## REQUIRED WORK
Leave out the pictures, then output the lines of the records below from the first through the one containing "Target: blue stripe on vest".

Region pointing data
*****

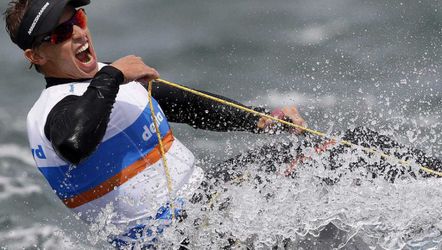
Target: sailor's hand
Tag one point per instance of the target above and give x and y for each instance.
(289, 114)
(134, 69)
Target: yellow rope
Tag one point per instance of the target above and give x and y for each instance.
(290, 124)
(163, 154)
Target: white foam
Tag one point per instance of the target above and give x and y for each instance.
(20, 186)
(17, 152)
(37, 236)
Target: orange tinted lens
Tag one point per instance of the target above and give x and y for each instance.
(81, 19)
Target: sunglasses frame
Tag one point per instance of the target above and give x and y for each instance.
(64, 30)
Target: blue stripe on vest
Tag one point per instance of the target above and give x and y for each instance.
(110, 158)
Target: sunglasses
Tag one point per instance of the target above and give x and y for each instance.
(64, 30)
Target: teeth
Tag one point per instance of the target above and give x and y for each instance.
(83, 48)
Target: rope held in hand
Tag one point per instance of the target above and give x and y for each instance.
(162, 151)
(290, 124)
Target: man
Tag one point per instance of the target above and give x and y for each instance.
(91, 130)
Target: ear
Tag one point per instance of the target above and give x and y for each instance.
(34, 56)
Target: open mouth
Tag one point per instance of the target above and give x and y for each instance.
(83, 54)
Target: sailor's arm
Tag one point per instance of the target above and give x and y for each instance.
(76, 125)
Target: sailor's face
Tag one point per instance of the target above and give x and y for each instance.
(73, 58)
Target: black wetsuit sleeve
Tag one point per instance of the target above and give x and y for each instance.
(202, 113)
(76, 125)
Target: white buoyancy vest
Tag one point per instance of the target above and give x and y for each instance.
(126, 171)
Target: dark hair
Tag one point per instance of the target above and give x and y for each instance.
(13, 16)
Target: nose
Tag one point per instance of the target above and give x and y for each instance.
(79, 34)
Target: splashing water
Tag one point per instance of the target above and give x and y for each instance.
(305, 212)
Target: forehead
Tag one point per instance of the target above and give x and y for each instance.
(67, 13)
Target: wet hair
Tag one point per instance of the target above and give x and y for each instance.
(13, 16)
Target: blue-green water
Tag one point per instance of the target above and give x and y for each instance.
(343, 62)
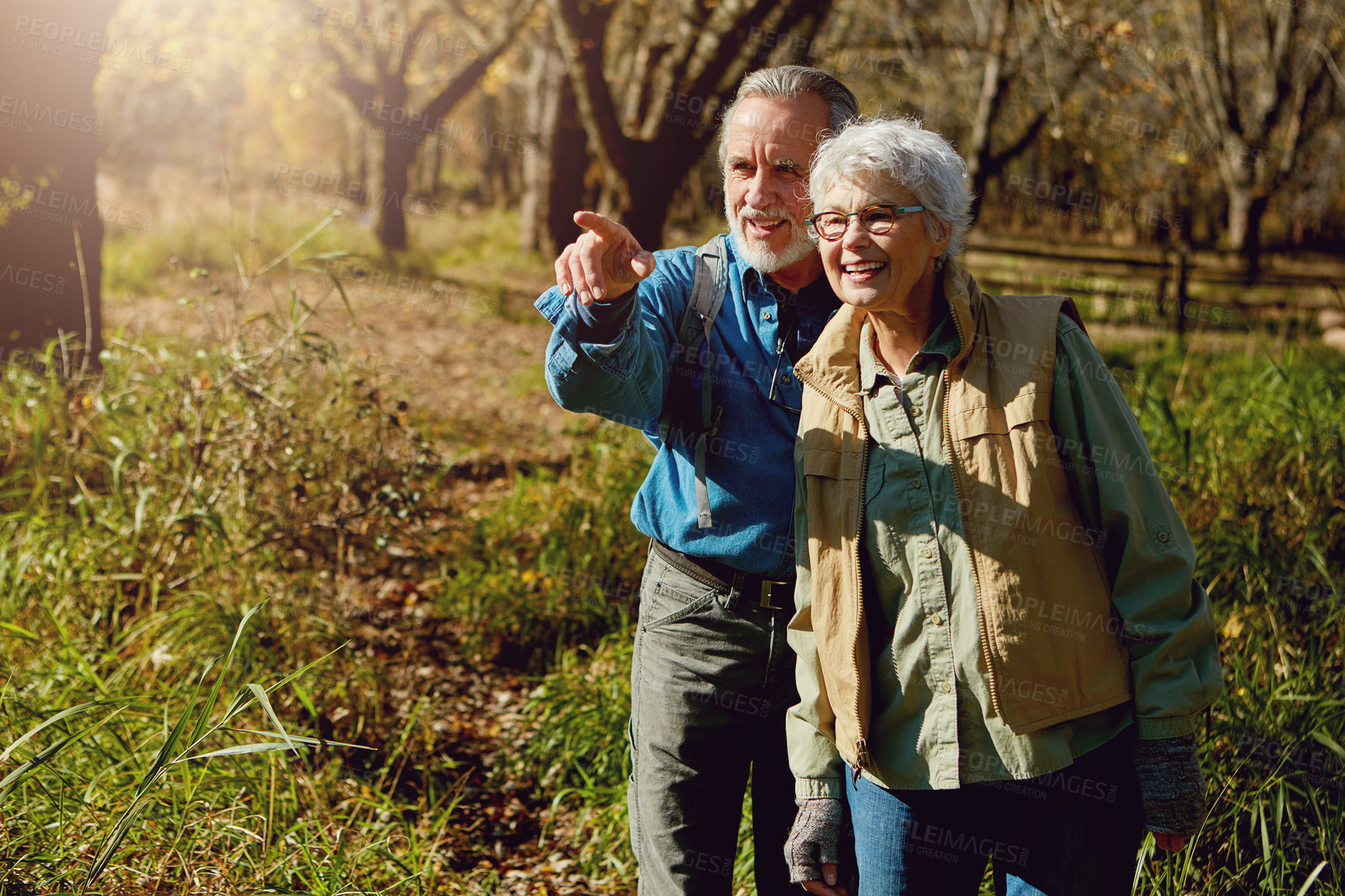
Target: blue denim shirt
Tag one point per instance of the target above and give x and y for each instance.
(612, 359)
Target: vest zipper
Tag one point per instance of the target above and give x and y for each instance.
(957, 486)
(861, 745)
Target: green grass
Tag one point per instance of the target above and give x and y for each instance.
(196, 528)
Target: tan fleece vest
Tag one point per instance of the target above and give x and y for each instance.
(1043, 599)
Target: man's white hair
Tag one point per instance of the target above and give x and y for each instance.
(908, 155)
(788, 82)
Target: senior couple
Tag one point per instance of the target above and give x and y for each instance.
(920, 599)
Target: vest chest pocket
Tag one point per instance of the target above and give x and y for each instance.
(985, 420)
(830, 463)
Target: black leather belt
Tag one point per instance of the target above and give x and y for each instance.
(760, 592)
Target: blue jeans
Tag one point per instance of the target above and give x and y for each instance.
(711, 681)
(1069, 833)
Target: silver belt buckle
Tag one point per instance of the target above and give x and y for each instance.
(766, 594)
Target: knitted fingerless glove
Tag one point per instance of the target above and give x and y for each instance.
(815, 837)
(1170, 785)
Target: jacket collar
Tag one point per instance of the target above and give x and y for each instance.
(832, 366)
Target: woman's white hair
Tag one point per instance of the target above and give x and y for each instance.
(908, 155)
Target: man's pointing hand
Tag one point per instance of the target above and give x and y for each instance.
(604, 262)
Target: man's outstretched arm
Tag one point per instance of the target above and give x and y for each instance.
(615, 323)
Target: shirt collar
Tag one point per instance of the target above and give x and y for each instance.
(943, 342)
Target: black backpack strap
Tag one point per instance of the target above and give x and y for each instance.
(709, 286)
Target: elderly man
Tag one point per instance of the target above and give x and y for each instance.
(712, 674)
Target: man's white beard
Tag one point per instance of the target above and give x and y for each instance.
(759, 256)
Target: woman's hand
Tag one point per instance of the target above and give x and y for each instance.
(812, 846)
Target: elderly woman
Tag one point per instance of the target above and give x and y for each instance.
(1003, 654)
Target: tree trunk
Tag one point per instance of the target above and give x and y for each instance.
(557, 156)
(47, 286)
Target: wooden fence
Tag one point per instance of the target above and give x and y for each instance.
(1163, 286)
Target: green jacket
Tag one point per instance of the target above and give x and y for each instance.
(1020, 523)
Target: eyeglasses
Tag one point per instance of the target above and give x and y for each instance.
(878, 220)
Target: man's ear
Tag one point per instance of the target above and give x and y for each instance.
(944, 234)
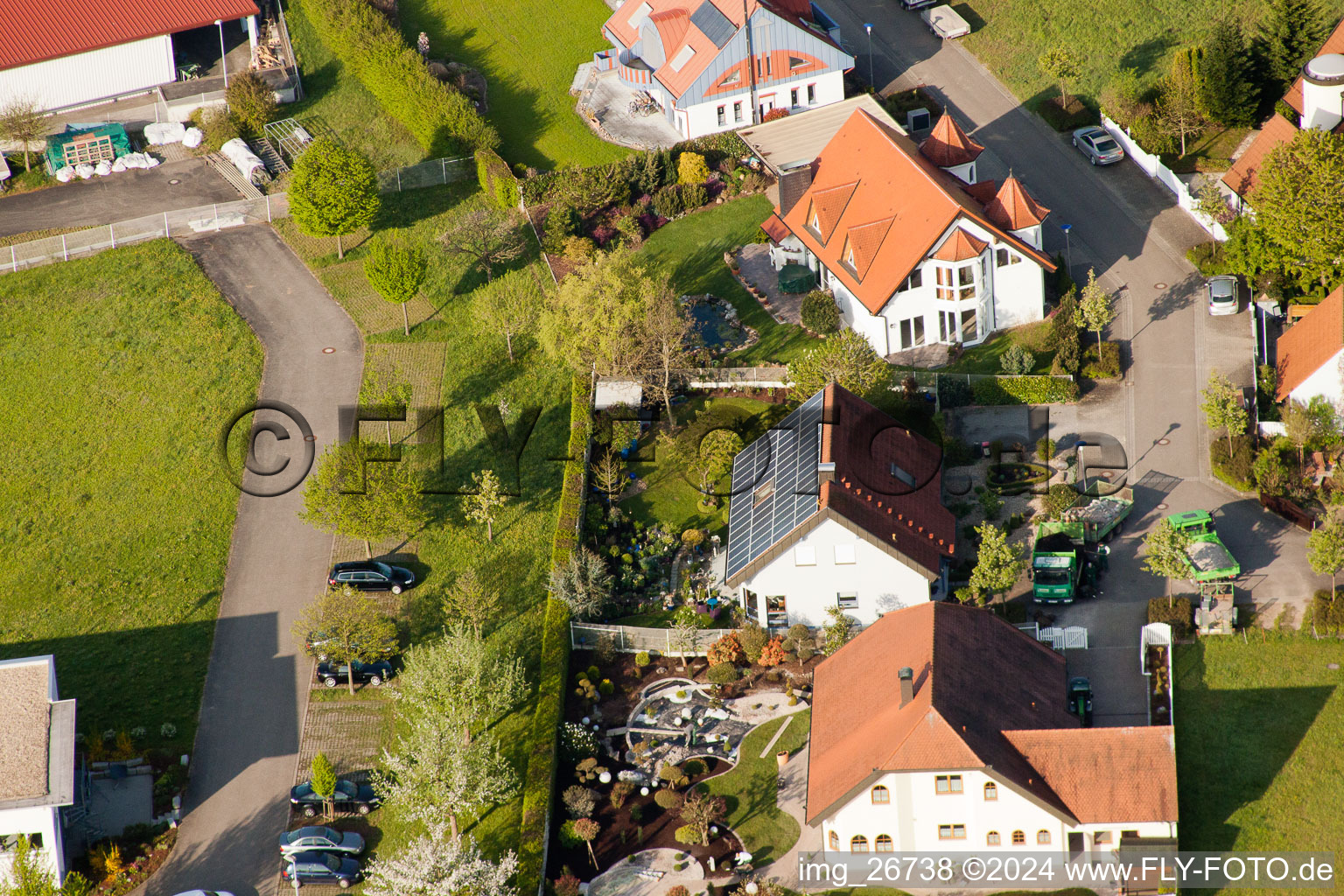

*****

## ANSWER AREA
Target: sailor's hand
Tag one point per instance of the target above and give x and y for each instance.
(289, 114)
(134, 69)
Target: yellow rope
Tag one point per instance of the target above and give x and y for each instance.
(290, 124)
(163, 154)
Target: white foam
Tag one point per instance of the target above and give x and y for each instance.
(20, 186)
(17, 152)
(37, 236)
Target: orange tinted lens
Tag one point per instance of the target above and give x and y for each instance.
(81, 19)
Target: sunglasses frame
Tag one point per instance of the target above and give x and y for each instance.
(64, 30)
Target: blue stripe on vest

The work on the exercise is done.